Written request: Copy only what runs from the line containing "tassel with a single marker." through the end of the material below, line for line, with both ends included.

[START Exercise materials]

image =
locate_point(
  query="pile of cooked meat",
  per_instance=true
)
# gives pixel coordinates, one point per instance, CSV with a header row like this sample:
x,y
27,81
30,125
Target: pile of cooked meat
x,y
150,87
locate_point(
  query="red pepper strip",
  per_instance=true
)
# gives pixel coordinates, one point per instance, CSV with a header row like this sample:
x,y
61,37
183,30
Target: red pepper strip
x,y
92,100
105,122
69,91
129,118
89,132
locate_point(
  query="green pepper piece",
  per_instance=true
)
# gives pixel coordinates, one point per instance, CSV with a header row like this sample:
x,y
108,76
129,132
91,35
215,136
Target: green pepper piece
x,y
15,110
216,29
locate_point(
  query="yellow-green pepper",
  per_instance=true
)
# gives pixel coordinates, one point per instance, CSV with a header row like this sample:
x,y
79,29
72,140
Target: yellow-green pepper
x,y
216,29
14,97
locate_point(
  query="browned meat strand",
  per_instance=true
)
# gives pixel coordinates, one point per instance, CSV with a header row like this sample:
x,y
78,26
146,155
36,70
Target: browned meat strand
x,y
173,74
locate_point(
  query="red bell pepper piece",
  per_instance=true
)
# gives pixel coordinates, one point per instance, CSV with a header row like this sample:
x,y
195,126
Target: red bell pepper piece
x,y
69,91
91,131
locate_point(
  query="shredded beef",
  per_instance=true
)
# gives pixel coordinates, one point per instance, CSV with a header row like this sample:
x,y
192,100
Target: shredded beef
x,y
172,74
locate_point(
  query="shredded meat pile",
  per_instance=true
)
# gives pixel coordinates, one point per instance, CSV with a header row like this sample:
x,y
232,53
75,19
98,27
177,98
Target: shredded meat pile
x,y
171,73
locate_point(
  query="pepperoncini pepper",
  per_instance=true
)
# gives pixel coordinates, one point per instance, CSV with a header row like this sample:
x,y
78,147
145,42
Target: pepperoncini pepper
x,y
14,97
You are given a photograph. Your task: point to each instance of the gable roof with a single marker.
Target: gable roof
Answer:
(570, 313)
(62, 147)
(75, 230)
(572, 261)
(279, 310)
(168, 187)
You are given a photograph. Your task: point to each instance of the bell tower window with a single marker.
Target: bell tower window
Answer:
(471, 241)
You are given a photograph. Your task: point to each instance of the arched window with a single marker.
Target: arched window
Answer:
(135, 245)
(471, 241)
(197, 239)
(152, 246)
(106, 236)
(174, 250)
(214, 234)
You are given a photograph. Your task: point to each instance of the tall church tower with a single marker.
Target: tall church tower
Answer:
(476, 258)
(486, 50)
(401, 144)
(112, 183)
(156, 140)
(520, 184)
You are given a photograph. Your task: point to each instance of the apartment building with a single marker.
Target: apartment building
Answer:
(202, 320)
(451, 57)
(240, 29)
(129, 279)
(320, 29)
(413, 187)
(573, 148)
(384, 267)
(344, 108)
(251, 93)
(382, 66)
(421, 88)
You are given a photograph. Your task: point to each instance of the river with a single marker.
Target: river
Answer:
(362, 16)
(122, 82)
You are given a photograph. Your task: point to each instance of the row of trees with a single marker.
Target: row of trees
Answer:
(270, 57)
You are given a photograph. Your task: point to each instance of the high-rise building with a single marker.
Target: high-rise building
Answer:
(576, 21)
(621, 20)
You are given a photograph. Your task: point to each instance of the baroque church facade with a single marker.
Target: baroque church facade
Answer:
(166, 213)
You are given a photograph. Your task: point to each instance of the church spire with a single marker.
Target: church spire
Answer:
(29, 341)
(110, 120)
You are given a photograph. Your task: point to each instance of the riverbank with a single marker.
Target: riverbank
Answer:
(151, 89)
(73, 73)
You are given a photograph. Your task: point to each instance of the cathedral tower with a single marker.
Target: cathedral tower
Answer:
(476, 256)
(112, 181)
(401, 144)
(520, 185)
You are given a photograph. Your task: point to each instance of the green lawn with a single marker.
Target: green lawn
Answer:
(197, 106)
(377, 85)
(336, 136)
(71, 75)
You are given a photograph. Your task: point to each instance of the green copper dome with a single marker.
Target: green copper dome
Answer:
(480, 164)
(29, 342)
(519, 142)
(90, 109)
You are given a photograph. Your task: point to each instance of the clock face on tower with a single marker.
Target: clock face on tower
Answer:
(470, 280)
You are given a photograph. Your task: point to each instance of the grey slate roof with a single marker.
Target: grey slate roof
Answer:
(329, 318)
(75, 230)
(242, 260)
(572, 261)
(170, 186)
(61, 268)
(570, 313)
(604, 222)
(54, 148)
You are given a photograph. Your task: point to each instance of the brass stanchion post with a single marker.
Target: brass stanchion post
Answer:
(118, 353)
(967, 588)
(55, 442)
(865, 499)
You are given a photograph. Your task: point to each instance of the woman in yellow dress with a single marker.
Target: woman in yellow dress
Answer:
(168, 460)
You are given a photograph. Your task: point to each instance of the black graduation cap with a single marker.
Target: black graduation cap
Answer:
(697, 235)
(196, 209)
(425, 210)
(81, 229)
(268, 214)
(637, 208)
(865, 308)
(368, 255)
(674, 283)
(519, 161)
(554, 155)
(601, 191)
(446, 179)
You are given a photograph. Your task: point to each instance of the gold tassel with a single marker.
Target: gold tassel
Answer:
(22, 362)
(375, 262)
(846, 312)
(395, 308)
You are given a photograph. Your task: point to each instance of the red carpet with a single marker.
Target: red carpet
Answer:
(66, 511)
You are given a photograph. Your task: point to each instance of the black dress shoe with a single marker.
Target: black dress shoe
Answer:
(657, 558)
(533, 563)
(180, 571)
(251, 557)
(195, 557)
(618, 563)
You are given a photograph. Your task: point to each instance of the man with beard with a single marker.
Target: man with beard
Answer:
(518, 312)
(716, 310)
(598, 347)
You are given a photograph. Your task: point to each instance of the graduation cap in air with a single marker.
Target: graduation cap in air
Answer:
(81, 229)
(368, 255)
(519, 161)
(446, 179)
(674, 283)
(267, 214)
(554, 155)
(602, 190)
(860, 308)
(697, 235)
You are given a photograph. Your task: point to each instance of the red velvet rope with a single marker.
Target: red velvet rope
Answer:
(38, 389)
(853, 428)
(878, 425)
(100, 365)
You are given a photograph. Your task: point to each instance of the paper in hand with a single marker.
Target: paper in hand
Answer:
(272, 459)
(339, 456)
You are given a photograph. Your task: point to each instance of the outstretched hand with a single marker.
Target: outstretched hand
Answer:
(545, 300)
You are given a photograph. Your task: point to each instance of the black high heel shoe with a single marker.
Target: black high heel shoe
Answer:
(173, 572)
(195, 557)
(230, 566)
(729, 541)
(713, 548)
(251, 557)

[END Exercise materials]

Correct output:
You are given a photograph. Your task: point to each instance of the gold tassel with a single marker.
Target: gold tassel
Answer:
(22, 362)
(375, 262)
(846, 312)
(395, 308)
You are given a photograph. Your task: point to each instance of the red carpet with a single marker.
Target: red carpet
Answer:
(66, 511)
You are given a photograph. Your task: point to each instance of the black dress shoe with a single marker.
Target: black dress shoe
Answer:
(657, 558)
(533, 563)
(180, 571)
(251, 557)
(195, 557)
(618, 563)
You are given a photograph. Your task: point to each instance of the man with beard with a single marker.
Target: man with beard
Answer:
(518, 312)
(716, 310)
(598, 347)
You are given a photograph. Your task: point to each instance of the graduation cap in air with a single marker.
Target: graduation cap in air
Answer:
(81, 229)
(368, 255)
(519, 161)
(446, 179)
(674, 283)
(267, 214)
(554, 155)
(602, 190)
(860, 308)
(697, 235)
You are given a photograph. Your task: point to each instance of the red velvet rope with a single marker.
Target: red velvet rope
Answer:
(38, 389)
(853, 428)
(878, 425)
(100, 365)
You are given a photograph. Your task: point to each instance of the paper in hand with a single marker.
Target: paper in hand
Answer:
(272, 459)
(339, 456)
You are given a photograph. Your task: point to each instance of the outstretched hand with a single marker.
Target: outstretched hand
Answer:
(545, 300)
You are given a photograph. Your task: point to each instance of the black high heel shoe with a single marker.
Target: black high heel shoe
Answer:
(173, 572)
(195, 557)
(230, 566)
(729, 541)
(713, 548)
(251, 557)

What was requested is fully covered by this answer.